### Source document
Moreover, how do I reorient myself when I am grieving a dream? While I was pregnant, I had no memories with my child. I didn’t even have a face to recall. Women and couples who experience pregnancy loss grieve losing something that was not yet breathing, someone they had not yet held. They grieve the loss of an identity (mother or father), and the loss of creating the family they had so hoped to create.
Brené Brown defines this type of loss as ambiguous grief. Ambiguous grief is different from other types of grief in that we have lost something or someone that is either still alive or was never born: divorce, job loss, ending a dear friendship, and pregnancy loss. We don’t often know how to respond to this type of grief, because it typically isn’t honored in our culture. We don’t allow for the time and space to heal from this type of loss.
We reorient ourselves, and we allow for this space to heal, gradually, by mourning.
Mourning
As we neared the end of the workshop, the facilitator instructed us to do something that honored our grief. Take an action step that would allow us to mourn. I wrote a letter to my unborn babies, and held a small memorial service for them.
It was a warm, sunny January day in Dallas. I removed myself from the group to complete this exercise outside. I sat on a bench in a garden, underneath a willow tree. Birds were singing. It was the perfect spot for a memorial. I expressed my love and gratitude to my babies, and I cried. A real, deep, cathartic, cry. It was the first time I felt I truly allowed my emotions to pour out of me. Instead of holding them in, trying to stay strong so I could go to work, be with friends, or not be too emotional in front of my family, I allowed myself to feel the weight of my loss. And it helped.
The mourning process is crucial to our healing. It is important that we honor our grief by memorializing it. That might be we hold a memorial service. It can also be we connect with other parents who have lost their pregnancies and share our stories in a way that connects us. Whatever we do, we must allow ourselves that space to mourn and memorialize.
When I returned to the group, I looked back at my original story I was telling myself. After my memorial service, I was able to rewrite my story. My original story was:
I want to give up. I’m a screw up. Screw motherhood. Clearly, I’m not meant to be a mother. I’m too sensitive about this - this is probably why some people haven’t reached out to me. My husband will probably get bored with me if we don’t have a child. What am I being punished for?
A shame-filled, demeaning, blaming, degrading tale, full of lies, confabulations, and wildly inaccurate perceptions. But, after my memorial service, my story changed:
I feel sad I can’t give my family what we want. Being pregnant allowed me to feel hopeful. I felt connected to my partner. Just because I feel failure does not make me nor my body, by definition, a failure. I can honor my grief and my pain, and I can trust that I am not alone in that.
By rewriting our stories, we are not hiding our pain. We are acknowledging it and holding it up, free from shame, and full of self-compassion. This acceptance doesn’t mean that you have wiped away pain; rather, you have accepted the event, and the deep hurt, and by doing so, have provided your grief an outlet. Acceptance means we are rumbling with our grief, and not turning to shame.
This doesn’t mean that trying again isn’t hard. In fact, after a pregnancy loss, there is immense strength in saying, “let’s try again.” The courage to try again doesn’t mean we don’t feel fear. But, by returning to the Rising Strong process, we feel the courage to do so. As Brené Brown says, “We are the brave and brokenhearted.”

### Extracted information
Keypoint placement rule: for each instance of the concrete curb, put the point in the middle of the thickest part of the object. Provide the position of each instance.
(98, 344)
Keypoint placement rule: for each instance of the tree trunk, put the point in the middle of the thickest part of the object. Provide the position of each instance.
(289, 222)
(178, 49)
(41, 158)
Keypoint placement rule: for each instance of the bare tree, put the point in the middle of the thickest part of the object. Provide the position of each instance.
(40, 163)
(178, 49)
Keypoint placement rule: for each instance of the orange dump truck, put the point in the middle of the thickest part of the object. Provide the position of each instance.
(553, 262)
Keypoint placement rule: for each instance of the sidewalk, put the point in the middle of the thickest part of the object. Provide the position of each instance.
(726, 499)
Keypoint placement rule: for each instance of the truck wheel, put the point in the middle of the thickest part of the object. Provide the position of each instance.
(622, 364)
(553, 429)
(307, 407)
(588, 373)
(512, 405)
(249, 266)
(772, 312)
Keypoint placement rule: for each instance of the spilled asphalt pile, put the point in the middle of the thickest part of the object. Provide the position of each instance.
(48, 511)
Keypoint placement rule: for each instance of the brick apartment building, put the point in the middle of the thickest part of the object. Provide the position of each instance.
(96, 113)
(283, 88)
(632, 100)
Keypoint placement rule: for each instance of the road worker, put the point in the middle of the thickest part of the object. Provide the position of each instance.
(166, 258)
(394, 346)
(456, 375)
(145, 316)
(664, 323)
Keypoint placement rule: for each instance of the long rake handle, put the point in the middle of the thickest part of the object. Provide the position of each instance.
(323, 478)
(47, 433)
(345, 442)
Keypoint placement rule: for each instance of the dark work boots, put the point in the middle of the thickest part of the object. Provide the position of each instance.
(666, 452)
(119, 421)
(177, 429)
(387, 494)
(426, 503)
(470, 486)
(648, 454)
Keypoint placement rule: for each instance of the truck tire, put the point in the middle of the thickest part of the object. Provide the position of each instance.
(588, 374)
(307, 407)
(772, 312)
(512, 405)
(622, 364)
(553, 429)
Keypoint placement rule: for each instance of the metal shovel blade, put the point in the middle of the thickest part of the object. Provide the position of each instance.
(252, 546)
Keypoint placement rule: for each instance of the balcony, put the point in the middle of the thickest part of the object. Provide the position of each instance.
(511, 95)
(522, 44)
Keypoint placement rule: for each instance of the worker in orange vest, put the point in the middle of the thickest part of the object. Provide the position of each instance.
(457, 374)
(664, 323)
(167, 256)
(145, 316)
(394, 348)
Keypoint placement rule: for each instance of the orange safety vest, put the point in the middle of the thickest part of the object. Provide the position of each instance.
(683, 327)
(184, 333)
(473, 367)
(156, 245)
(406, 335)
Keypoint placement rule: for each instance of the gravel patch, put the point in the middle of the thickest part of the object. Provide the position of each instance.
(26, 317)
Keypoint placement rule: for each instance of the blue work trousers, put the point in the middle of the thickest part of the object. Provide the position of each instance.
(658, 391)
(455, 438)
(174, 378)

### Questions
- 1) In the pregnancy-loss essay, what term does Brené Brown use for this type of loss?
- 2) Repeat the pregnancy-loss essay word for word from "The mourning process" to "mourn and memorialize.".
- 3) List every kind of loss that the pregnancy-loss essay gives as an example of ambiguous grief.
Work from the pregnancy-loss essay alone, not from the items.

### Answers to the exercise
- 1) Ambiguous grief.

- 2)
The mourning process is crucial to our healing. It is important that we honor our grief by memorializing it. That might be we hold a memorial service. It can also be we connect with other parents who have lost their pregnancies and share our stories in a way that connects us. Whatever we do, we must allow ourselves that space to mourn and memorialize.

- 3)
- divorce
- job loss
- ending a dear friendship
- pregnancy loss